#### [TEXTE FOURNI]
============================================================

La femme japonaise moderne
De notre correspondant au Japon
PENDANT des siècles, la Japonaise est apparue à l’Occidental comme l’archétype de la grâce, de la beauté et de la soumission passive. On se la représentait à l’étranger comme une servante/épouse en kimono, modeste et silencieuse. Mais la réalité se réduit-elle à cette simple image? Où se situe la Japonaise dans le monde moderne?
En japonais, le rôle de la femme se définit traditionnellement par la formule ryosaï kembo (bonne épouse, mère avisée), et cet idéal est resté inchangé jusqu’à aujourd’hui. L’exemple offert par la grande majorité des Japonaises montre qu’elles savent se réaliser et trouver le bonheur dans un tel rôle. Néanmoins, particulièrement depuis la Seconde Guerre mondiale, le statut de la femme au sein de la société japonaise s’est modifié.
Certes, la gracieuse silhouette de la Japonaise en kimono n’a pas disparu, mais on a vu apparaître à ses côtés une jeune femme en blue jeans, voire en short et en bottes. Cette jeune femme dynamique qui porte un ensemble veste-pantalon et qui hèle un taxi peut très bien être aussi la jeune femme en kimono qui suit avec sérieux son cours hebdomadaire d’otcha (cérémonie du thé). En règle générale, la Japonaise moderne continue de montrer les admirables vertus ancestrales que sont la modestie et l’endurance. Par contre, elle donne plus facilement son avis et elle intervient plus que sa grand-mère dans la détermination de son avenir. Même si son mariage est encore parfois arrangé par des tiers, c’est à elle que revient la décision finale. La Japonaise moderne recherche l’instruction, goûte la lecture, veut se réaliser et exploiter ses talents artistiques. Son éducation plus stricte que celle de ses frères l’aide à se forger une personnalité et à acquérir un sens du devoir conforme à ce que l’on attend d’une future épouse et mère.
Son rôle dans l’économie n’est pas négligeable non plus. Un récent rapport officiel indique que plus de 20 millions de femmes occupent un emploi, ce qui représente près de 40 pour cent de la population active. Tout en exerçant des métiers variés, on les retrouve très souvent dans l’enseignement et dans les travaux agricoles, où elles constituent plus de la moitié de la main-d’œuvre.

============================================================

#### [DONNÉES FOURNIES]
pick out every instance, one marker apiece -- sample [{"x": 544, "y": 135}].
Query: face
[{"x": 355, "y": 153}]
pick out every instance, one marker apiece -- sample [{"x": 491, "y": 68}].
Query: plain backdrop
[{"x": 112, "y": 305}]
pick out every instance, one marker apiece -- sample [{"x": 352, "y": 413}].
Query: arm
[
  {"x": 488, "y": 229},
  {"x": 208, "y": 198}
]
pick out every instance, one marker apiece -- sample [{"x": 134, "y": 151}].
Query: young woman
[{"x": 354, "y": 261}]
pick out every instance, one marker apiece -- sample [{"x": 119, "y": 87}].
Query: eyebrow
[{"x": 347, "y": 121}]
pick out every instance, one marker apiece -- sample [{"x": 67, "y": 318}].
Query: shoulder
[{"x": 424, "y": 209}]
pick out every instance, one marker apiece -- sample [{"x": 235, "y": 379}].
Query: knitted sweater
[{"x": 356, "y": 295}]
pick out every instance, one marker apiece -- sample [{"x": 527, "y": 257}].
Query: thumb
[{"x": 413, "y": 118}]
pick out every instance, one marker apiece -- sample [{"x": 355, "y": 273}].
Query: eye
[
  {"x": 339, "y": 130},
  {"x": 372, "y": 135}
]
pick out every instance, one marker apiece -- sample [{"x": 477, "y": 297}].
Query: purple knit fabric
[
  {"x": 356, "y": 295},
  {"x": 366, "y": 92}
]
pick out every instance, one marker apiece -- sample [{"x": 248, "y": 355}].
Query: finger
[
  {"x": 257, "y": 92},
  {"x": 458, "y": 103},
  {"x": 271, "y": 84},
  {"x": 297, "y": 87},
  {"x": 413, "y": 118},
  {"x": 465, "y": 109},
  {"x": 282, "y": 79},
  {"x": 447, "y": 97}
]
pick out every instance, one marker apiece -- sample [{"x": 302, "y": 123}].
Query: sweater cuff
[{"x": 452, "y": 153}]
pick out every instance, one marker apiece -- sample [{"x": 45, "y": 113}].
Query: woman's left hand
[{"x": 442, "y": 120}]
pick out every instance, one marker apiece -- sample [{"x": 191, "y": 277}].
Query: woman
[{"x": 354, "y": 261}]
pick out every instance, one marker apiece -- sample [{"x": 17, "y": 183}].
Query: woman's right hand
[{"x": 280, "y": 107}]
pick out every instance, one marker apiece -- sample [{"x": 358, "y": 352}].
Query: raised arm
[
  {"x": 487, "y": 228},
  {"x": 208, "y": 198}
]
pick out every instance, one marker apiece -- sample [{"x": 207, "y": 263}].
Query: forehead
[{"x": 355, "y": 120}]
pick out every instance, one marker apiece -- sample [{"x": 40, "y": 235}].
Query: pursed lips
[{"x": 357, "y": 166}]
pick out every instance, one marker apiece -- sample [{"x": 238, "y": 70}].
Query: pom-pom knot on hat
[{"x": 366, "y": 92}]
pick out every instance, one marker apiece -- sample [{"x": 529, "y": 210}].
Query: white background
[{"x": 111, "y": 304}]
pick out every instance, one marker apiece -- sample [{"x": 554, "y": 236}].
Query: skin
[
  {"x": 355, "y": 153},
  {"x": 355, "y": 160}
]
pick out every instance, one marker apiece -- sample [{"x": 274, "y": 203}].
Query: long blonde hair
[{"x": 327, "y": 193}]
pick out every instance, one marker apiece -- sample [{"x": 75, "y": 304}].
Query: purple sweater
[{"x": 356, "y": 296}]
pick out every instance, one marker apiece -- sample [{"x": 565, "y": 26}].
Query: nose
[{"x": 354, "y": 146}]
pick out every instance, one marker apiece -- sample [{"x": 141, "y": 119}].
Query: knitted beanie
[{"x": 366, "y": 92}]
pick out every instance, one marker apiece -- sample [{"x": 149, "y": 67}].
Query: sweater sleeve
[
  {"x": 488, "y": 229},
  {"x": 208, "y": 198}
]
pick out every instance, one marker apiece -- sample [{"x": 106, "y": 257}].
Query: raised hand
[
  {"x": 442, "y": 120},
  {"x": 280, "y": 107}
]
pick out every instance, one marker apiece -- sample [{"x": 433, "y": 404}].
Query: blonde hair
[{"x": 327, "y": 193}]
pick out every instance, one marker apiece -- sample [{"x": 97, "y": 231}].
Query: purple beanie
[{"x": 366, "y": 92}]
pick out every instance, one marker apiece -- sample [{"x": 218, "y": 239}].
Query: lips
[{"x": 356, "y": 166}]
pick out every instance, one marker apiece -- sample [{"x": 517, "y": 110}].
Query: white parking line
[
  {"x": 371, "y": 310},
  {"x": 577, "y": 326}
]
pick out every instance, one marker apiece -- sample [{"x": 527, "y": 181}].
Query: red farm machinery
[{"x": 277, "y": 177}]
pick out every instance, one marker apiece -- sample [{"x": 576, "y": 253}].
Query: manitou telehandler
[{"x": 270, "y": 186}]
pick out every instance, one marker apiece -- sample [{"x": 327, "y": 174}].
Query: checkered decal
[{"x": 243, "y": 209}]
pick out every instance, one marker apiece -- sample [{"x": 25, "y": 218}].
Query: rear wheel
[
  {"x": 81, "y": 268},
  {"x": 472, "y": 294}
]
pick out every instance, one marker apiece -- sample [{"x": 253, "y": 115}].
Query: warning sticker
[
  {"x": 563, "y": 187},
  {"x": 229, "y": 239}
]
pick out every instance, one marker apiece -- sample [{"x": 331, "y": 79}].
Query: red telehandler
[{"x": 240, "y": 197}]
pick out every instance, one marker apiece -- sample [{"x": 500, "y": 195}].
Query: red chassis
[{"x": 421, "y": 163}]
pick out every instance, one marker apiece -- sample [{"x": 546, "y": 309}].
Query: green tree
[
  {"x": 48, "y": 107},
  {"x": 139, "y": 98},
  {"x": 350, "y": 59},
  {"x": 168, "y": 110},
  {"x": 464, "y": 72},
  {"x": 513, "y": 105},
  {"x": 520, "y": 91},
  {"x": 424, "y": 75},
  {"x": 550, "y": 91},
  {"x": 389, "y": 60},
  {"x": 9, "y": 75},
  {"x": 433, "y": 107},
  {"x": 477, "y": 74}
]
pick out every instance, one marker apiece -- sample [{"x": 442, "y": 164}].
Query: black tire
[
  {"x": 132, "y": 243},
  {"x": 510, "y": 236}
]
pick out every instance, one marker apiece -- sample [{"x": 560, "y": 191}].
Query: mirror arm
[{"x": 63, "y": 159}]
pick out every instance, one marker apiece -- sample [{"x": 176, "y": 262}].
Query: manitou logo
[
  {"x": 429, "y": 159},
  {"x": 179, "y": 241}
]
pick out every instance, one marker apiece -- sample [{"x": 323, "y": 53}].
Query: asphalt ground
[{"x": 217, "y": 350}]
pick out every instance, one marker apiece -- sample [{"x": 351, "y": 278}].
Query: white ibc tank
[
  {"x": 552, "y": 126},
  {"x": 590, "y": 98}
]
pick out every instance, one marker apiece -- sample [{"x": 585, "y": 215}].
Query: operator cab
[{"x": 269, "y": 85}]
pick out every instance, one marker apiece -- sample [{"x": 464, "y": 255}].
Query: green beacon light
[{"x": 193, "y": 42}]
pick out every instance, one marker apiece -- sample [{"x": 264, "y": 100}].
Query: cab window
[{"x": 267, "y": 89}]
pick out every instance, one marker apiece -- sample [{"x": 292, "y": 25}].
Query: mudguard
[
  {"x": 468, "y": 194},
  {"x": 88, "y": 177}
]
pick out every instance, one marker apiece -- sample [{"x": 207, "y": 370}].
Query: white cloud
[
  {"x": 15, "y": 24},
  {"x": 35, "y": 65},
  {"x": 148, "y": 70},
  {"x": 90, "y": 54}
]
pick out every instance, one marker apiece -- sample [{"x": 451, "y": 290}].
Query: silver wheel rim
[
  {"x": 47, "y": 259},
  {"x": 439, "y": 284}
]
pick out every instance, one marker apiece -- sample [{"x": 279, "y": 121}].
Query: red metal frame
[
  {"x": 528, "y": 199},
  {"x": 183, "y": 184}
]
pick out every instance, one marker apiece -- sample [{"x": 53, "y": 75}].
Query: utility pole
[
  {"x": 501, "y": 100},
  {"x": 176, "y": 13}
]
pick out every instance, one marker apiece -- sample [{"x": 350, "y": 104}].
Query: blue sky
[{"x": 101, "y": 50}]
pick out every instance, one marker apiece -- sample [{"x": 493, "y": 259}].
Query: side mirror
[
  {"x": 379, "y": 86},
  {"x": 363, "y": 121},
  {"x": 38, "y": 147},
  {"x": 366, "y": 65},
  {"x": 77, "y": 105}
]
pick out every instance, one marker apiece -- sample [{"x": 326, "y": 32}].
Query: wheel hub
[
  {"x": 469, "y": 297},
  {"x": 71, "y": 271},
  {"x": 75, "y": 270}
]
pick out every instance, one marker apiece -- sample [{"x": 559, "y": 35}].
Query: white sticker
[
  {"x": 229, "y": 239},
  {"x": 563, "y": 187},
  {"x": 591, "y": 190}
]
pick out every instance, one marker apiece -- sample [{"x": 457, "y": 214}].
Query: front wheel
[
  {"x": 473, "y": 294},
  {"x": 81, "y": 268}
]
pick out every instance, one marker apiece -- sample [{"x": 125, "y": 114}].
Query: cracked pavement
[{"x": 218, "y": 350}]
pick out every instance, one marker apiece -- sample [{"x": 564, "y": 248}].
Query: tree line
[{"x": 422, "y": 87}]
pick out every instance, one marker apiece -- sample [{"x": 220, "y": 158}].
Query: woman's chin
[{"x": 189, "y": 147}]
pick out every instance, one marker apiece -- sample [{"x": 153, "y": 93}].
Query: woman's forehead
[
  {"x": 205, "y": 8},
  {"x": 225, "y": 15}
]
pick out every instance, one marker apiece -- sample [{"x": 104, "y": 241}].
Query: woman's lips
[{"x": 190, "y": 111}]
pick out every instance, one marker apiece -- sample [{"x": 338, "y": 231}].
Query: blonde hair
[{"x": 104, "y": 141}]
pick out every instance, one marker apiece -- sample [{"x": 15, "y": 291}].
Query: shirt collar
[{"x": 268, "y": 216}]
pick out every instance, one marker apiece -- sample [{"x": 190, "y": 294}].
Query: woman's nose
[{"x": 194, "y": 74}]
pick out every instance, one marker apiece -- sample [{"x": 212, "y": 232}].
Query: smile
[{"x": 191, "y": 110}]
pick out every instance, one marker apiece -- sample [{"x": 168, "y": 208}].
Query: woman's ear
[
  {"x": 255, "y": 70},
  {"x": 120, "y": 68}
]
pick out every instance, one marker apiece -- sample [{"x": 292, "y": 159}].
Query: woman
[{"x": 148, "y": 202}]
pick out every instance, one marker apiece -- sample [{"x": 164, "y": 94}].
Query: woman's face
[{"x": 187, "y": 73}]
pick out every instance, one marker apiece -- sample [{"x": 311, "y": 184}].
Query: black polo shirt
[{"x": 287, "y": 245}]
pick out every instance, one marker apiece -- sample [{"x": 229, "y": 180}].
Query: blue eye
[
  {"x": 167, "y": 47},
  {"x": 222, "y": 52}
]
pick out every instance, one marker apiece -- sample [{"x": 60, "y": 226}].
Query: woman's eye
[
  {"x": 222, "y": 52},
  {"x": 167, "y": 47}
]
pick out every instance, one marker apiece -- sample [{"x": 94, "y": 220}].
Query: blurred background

============================================================

#### [ÉNONCÉ 1]
Selon le texte sur la femme japonaise moderne, quelle part de la population active les femmes représentent-elles ?
#### [ÉNONCÉ 2]
Mettez à jour le passage du texte sur la femme japonaise moderne qui va de "En japonais, le" à "japonaise s’est modifié.", en y remplaçant "bonne épouse" par "épouse dévouée".
#### [ÉNONCÉ 3]
Poursuivez le texte sur la femme japonaise moderne à partir de sa dernière phrase.

#### [RÉPONSE RÉDIGÉE 1]
Près de 40 pour cent de la population active.

#### [RÉPONSE RÉDIGÉE 2]
En japonais, le rôle de la femme se définit traditionnellement par la formule ryosaï kembo (épouse dévouée, mère avisée), et cet idéal est resté inchangé jusqu’à aujourd’hui. L’exemple offert par la grande majorité des Japonaises montre qu’elles savent se réaliser et trouver le bonheur dans un tel rôle. Néanmoins, particulièrement depuis la Seconde Guerre mondiale, le statut de la femme au sein de la société japonaise s’est modifié.

#### [RÉPONSE RÉDIGÉE 3]
Cette évolution du sort de la Japonaise apparaît clairement dans les observations d’un écrivain qui réside depuis longtemps au Japon. Dans son livre Les Japonais (angl.), E. Reischauer écrit: “Je me souviens très bien que durant les années 20, la femme se devait de marcher respectueusement un pas en arrière de son mari et que c’était elle qui s’encombrait de tout aussi bien du bébé que des paquets, tandis que son seigneur et maître ouvrait la marche. Au fil des ans, j’ai vu cette femme réduire peu à peu la distance qui la séparait de son mari, à tel point qu’on la voit maintenant marcher à côté de lui et que c’est bien souvent l’homme qui porte le bébé et les paquets.”
Ce n’est pas pour autant que la femme a pénétré dans le monde des affaires, et hormis quelques exceptions, elle prend rarement part à des soirées avec son mari en dehors du foyer. Bien qu’on note une certaine évolution dans les familles modernes, les époux continuent de mener bien souvent une existence quasi séparée et ils ne profitent guère, voire pas du tout, de la compagnie l’un de l’autre.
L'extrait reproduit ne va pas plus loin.